[Source records]
--------------------

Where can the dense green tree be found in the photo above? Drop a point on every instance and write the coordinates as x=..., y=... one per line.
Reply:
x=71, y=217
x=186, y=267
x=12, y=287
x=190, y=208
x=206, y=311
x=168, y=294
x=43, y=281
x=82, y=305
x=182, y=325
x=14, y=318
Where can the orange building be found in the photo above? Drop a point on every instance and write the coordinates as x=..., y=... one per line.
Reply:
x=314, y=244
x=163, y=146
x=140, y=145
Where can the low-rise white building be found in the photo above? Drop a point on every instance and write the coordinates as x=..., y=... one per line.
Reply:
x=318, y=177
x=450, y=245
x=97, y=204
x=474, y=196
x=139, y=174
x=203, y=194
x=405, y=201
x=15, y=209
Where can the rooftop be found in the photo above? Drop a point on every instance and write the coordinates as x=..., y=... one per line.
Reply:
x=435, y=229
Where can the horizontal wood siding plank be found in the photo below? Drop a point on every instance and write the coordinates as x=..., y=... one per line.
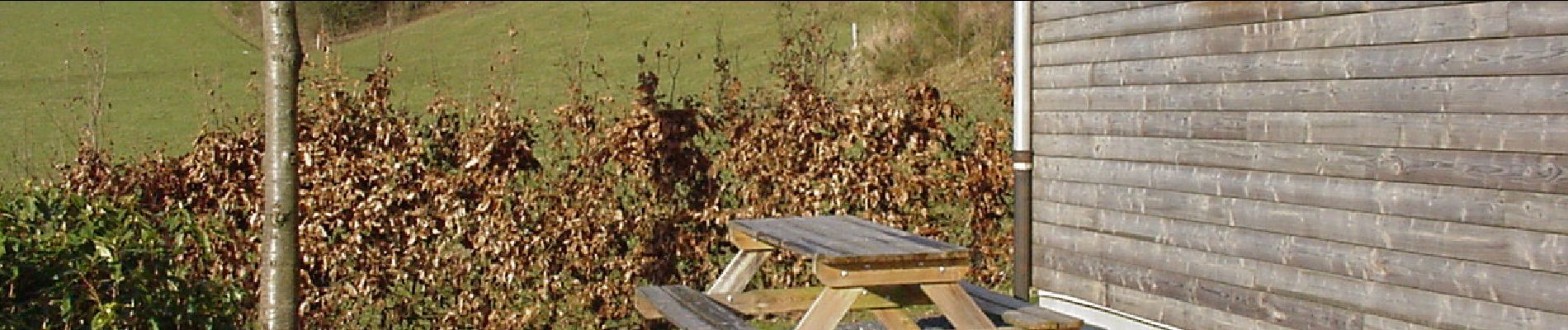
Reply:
x=1379, y=323
x=1200, y=15
x=1452, y=167
x=1454, y=204
x=1322, y=298
x=1534, y=210
x=1457, y=22
x=1179, y=314
x=1540, y=134
x=1438, y=274
x=1474, y=243
x=1460, y=59
x=1405, y=304
x=1537, y=17
x=1536, y=94
x=1060, y=10
x=1242, y=300
x=1066, y=284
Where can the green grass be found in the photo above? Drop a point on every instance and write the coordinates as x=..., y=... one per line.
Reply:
x=154, y=49
x=151, y=97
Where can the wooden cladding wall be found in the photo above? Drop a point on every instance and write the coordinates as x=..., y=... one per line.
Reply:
x=1305, y=165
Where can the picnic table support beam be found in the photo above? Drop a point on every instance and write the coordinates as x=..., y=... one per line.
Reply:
x=956, y=305
x=739, y=272
x=830, y=309
x=894, y=319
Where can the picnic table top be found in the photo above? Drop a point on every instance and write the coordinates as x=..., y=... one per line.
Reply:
x=847, y=239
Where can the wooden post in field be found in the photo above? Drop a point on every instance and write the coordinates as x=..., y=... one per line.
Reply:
x=280, y=270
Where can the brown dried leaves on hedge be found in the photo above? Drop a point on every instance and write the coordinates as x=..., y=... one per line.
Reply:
x=449, y=219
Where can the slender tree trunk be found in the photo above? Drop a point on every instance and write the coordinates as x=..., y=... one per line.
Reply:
x=280, y=276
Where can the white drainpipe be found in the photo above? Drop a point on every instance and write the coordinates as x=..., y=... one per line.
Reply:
x=1023, y=158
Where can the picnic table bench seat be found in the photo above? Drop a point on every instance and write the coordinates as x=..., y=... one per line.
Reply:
x=1019, y=314
x=687, y=309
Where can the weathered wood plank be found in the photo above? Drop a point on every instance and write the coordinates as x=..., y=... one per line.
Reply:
x=1148, y=254
x=739, y=272
x=1534, y=210
x=1537, y=17
x=1200, y=15
x=846, y=239
x=1462, y=241
x=1405, y=304
x=1465, y=132
x=1471, y=205
x=1379, y=323
x=1473, y=132
x=1536, y=94
x=1448, y=276
x=1062, y=10
x=1179, y=314
x=844, y=276
x=800, y=299
x=956, y=305
x=894, y=319
x=1242, y=300
x=1474, y=21
x=1452, y=167
x=686, y=307
x=1065, y=284
x=1282, y=288
x=1017, y=312
x=829, y=309
x=1457, y=59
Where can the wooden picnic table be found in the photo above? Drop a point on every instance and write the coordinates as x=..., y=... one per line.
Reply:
x=862, y=265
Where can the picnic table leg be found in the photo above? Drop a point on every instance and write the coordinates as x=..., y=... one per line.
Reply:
x=829, y=309
x=956, y=305
x=739, y=272
x=894, y=319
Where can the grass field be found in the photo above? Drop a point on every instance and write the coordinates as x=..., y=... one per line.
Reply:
x=172, y=66
x=148, y=59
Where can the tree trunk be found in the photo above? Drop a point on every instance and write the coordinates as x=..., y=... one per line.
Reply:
x=280, y=272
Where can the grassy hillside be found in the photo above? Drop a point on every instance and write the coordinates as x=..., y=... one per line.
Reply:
x=144, y=55
x=162, y=59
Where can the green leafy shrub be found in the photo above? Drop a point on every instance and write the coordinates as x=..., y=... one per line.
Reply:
x=71, y=262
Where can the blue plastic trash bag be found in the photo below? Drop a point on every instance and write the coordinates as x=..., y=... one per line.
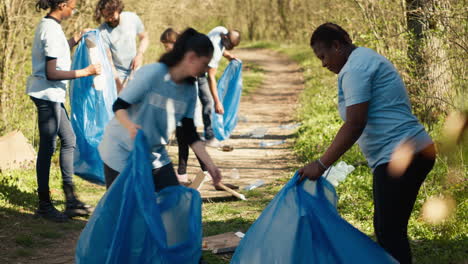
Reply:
x=91, y=103
x=301, y=225
x=229, y=93
x=134, y=224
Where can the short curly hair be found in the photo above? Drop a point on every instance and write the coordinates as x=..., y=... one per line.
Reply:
x=108, y=5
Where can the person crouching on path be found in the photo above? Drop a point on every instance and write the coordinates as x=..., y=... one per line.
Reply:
x=374, y=105
x=161, y=95
x=51, y=64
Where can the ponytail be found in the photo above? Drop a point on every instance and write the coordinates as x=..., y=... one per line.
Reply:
x=329, y=32
x=189, y=40
x=46, y=4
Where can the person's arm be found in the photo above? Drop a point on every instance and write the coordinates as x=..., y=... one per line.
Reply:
x=55, y=75
x=144, y=43
x=349, y=133
x=214, y=90
x=118, y=83
x=120, y=109
x=77, y=37
x=229, y=55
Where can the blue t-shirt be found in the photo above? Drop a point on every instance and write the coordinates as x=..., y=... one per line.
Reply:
x=369, y=77
x=157, y=105
x=215, y=37
x=49, y=41
x=121, y=41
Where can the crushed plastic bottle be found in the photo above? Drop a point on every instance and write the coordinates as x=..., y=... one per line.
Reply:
x=254, y=185
x=264, y=144
x=337, y=173
x=235, y=174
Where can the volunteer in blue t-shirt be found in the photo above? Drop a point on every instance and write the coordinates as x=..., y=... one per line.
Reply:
x=46, y=87
x=160, y=96
x=119, y=32
x=374, y=105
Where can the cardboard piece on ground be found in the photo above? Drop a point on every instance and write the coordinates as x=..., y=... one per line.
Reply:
x=222, y=243
x=198, y=181
x=15, y=152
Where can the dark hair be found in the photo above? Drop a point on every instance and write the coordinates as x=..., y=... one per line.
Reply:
x=46, y=4
x=169, y=36
x=109, y=5
x=329, y=32
x=190, y=40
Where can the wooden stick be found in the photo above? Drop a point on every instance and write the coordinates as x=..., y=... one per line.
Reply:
x=231, y=191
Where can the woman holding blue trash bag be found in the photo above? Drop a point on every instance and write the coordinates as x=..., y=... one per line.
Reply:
x=161, y=95
x=47, y=88
x=374, y=105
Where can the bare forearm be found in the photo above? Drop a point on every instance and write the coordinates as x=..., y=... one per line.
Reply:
x=57, y=75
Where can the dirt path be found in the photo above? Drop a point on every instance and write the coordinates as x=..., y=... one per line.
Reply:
x=267, y=108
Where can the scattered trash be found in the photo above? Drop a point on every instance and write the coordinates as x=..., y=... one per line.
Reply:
x=258, y=132
x=337, y=173
x=290, y=126
x=222, y=243
x=235, y=174
x=239, y=234
x=231, y=191
x=242, y=119
x=264, y=144
x=227, y=148
x=254, y=185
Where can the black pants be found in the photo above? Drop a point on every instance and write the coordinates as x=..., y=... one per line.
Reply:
x=162, y=177
x=394, y=198
x=183, y=154
x=53, y=121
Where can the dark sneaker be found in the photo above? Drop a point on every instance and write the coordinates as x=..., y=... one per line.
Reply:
x=47, y=211
x=77, y=208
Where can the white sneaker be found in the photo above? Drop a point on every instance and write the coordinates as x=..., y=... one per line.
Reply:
x=213, y=143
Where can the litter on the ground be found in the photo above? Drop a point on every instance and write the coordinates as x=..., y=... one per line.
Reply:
x=222, y=243
x=254, y=185
x=258, y=132
x=290, y=126
x=337, y=173
x=264, y=144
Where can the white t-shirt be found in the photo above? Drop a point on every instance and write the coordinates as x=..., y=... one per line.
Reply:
x=49, y=41
x=215, y=37
x=121, y=41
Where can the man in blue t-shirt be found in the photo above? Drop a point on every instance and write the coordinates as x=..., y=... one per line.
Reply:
x=119, y=32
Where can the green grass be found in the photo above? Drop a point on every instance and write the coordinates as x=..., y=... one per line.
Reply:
x=22, y=235
x=443, y=243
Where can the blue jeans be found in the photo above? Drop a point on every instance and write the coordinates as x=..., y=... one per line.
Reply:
x=53, y=121
x=207, y=105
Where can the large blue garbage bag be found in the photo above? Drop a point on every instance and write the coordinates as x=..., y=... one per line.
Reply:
x=301, y=225
x=229, y=93
x=91, y=107
x=134, y=224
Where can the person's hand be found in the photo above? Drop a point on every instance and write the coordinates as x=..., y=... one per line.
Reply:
x=219, y=109
x=132, y=129
x=94, y=69
x=137, y=62
x=78, y=35
x=311, y=171
x=215, y=175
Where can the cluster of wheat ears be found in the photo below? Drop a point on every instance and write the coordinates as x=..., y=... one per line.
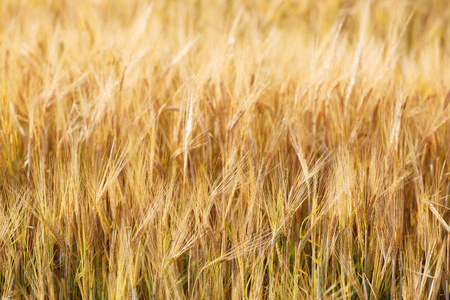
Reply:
x=224, y=149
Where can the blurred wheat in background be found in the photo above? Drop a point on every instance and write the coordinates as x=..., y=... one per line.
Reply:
x=224, y=149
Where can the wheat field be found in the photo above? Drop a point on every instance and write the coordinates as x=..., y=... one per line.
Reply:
x=224, y=149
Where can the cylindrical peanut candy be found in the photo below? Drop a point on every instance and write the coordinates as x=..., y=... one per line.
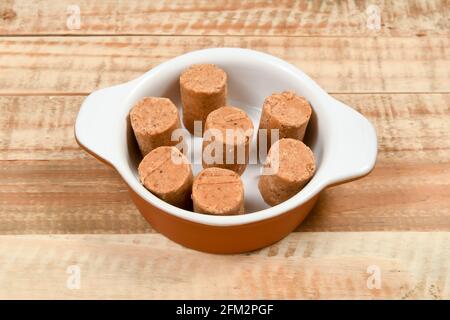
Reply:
x=288, y=168
x=167, y=173
x=226, y=140
x=153, y=120
x=218, y=191
x=203, y=88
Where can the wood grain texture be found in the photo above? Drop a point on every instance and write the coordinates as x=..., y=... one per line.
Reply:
x=49, y=185
x=303, y=266
x=79, y=65
x=293, y=18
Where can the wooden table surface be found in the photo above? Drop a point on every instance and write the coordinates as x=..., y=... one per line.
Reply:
x=59, y=207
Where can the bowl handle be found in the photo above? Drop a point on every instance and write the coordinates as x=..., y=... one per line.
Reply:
x=354, y=145
x=97, y=127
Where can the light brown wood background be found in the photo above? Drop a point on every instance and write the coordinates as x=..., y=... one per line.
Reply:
x=60, y=207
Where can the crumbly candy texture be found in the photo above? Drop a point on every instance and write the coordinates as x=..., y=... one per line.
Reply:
x=167, y=173
x=289, y=166
x=218, y=191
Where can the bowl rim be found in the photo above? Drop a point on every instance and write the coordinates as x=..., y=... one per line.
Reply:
x=312, y=189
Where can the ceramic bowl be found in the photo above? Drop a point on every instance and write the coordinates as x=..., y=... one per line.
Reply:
x=343, y=141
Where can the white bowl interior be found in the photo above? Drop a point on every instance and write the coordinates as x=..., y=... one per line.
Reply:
x=251, y=78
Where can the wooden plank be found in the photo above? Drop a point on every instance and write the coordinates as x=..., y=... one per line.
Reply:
x=410, y=265
x=79, y=65
x=48, y=185
x=293, y=18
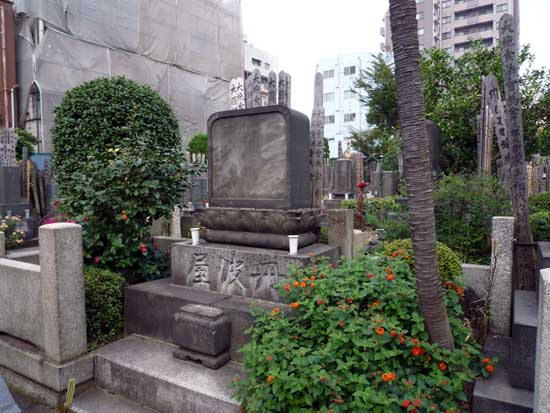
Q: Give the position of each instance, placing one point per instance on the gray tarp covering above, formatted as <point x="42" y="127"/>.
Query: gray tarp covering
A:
<point x="187" y="50"/>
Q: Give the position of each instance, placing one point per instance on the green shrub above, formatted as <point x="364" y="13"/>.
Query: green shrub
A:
<point x="540" y="202"/>
<point x="104" y="305"/>
<point x="540" y="225"/>
<point x="118" y="165"/>
<point x="448" y="262"/>
<point x="464" y="209"/>
<point x="356" y="342"/>
<point x="198" y="144"/>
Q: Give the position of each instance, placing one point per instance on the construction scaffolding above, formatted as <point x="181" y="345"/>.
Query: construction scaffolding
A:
<point x="187" y="50"/>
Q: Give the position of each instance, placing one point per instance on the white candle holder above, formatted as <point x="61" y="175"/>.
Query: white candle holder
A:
<point x="195" y="236"/>
<point x="293" y="244"/>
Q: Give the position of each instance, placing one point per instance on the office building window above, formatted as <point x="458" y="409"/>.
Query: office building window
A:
<point x="328" y="74"/>
<point x="502" y="8"/>
<point x="328" y="97"/>
<point x="349" y="70"/>
<point x="349" y="117"/>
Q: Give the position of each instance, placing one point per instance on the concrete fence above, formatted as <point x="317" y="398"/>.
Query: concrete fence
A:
<point x="43" y="318"/>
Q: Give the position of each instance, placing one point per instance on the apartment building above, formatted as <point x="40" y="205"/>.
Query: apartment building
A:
<point x="344" y="113"/>
<point x="454" y="24"/>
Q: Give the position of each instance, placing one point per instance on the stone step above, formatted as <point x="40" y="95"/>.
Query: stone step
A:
<point x="145" y="371"/>
<point x="524" y="340"/>
<point x="96" y="400"/>
<point x="496" y="394"/>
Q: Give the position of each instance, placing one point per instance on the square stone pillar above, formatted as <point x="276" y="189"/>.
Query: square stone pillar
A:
<point x="501" y="263"/>
<point x="2" y="245"/>
<point x="63" y="299"/>
<point x="542" y="362"/>
<point x="340" y="230"/>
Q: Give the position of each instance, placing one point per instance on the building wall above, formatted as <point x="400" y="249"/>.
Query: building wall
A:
<point x="453" y="24"/>
<point x="344" y="112"/>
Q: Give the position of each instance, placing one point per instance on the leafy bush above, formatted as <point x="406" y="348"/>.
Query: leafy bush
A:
<point x="13" y="236"/>
<point x="198" y="144"/>
<point x="540" y="225"/>
<point x="356" y="342"/>
<point x="448" y="262"/>
<point x="118" y="165"/>
<point x="104" y="305"/>
<point x="540" y="202"/>
<point x="464" y="209"/>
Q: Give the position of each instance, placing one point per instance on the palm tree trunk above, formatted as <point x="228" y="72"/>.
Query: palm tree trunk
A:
<point x="417" y="168"/>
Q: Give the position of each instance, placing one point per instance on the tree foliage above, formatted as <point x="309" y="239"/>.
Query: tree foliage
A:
<point x="118" y="163"/>
<point x="452" y="92"/>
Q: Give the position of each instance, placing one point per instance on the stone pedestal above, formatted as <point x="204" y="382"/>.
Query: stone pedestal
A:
<point x="239" y="270"/>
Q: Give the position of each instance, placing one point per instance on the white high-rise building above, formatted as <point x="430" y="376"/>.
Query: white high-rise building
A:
<point x="344" y="112"/>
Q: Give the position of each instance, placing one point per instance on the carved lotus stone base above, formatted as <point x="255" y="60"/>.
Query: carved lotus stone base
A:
<point x="262" y="228"/>
<point x="240" y="270"/>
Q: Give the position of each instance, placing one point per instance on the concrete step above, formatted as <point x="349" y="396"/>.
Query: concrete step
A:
<point x="524" y="340"/>
<point x="97" y="400"/>
<point x="496" y="394"/>
<point x="145" y="371"/>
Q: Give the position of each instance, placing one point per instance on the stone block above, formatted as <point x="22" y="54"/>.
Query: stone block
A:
<point x="239" y="270"/>
<point x="358" y="242"/>
<point x="524" y="337"/>
<point x="10" y="185"/>
<point x="62" y="290"/>
<point x="542" y="362"/>
<point x="340" y="230"/>
<point x="202" y="329"/>
<point x="502" y="258"/>
<point x="259" y="158"/>
<point x="477" y="278"/>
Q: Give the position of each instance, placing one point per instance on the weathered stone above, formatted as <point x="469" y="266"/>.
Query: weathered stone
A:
<point x="340" y="230"/>
<point x="542" y="363"/>
<point x="62" y="290"/>
<point x="501" y="300"/>
<point x="240" y="270"/>
<point x="272" y="88"/>
<point x="284" y="87"/>
<point x="202" y="329"/>
<point x="524" y="338"/>
<point x="259" y="158"/>
<point x="2" y="245"/>
<point x="342" y="177"/>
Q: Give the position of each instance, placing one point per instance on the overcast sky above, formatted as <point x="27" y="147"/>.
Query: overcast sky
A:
<point x="300" y="32"/>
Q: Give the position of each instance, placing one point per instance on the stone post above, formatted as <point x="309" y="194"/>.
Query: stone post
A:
<point x="542" y="363"/>
<point x="501" y="264"/>
<point x="340" y="230"/>
<point x="63" y="308"/>
<point x="2" y="245"/>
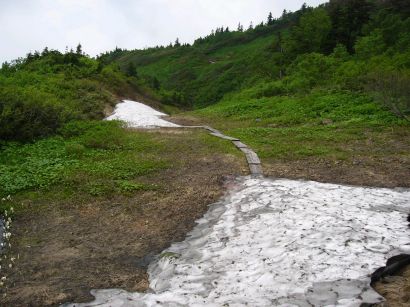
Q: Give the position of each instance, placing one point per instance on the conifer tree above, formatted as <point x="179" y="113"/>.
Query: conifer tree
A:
<point x="79" y="49"/>
<point x="270" y="19"/>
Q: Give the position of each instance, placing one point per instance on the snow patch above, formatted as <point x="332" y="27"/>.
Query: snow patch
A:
<point x="279" y="243"/>
<point x="138" y="115"/>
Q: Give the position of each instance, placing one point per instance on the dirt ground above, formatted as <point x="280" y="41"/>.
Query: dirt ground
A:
<point x="396" y="289"/>
<point x="363" y="172"/>
<point x="69" y="249"/>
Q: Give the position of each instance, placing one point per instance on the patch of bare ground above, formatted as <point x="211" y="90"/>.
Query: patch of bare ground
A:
<point x="68" y="247"/>
<point x="362" y="171"/>
<point x="396" y="289"/>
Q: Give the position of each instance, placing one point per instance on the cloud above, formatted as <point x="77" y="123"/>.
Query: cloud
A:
<point x="101" y="25"/>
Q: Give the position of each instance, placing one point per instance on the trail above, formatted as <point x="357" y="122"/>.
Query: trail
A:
<point x="279" y="242"/>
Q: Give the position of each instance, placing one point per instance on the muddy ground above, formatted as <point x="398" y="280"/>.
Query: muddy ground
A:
<point x="70" y="248"/>
<point x="67" y="249"/>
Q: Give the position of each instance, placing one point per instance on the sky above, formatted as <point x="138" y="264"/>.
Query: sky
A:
<point x="101" y="25"/>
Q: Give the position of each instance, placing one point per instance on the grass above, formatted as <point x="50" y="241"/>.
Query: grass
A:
<point x="336" y="125"/>
<point x="96" y="160"/>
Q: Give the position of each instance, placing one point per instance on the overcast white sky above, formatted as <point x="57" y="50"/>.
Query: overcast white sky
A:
<point x="101" y="25"/>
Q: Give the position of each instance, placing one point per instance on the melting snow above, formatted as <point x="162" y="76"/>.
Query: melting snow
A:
<point x="138" y="115"/>
<point x="279" y="243"/>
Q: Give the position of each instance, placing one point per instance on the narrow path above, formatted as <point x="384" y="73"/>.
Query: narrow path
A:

--------------------

- **EXERCISE OBJECTIVE**
Beginning at the line that holds "instance on the sky", write out word for word each line through the end of the records.

- **WRITTEN SOLUTION**
Q: Give the position of each instance, placing one point per instance on the sky above, formatted as <point x="138" y="264"/>.
Query: sky
A:
<point x="101" y="25"/>
Q: Give the position of each instance, placing one point per instance on the grass above, formatted as <point x="50" y="241"/>.
Query: grass
A:
<point x="336" y="125"/>
<point x="96" y="160"/>
Q: Give the position of each instance, placing one point per instance on the overcast white sky above, formatted as <point x="57" y="50"/>.
Query: overcast white sky
A:
<point x="101" y="25"/>
Q: Give the position of each instance, placing one point per instance on the melting snow above, formatted as <point x="162" y="76"/>.
Query: melting snow
A:
<point x="138" y="115"/>
<point x="279" y="243"/>
Q: Give the position of each instance, placing one point per instance on the narrow path above, formatted as <point x="384" y="73"/>.
Query: narrow path
A:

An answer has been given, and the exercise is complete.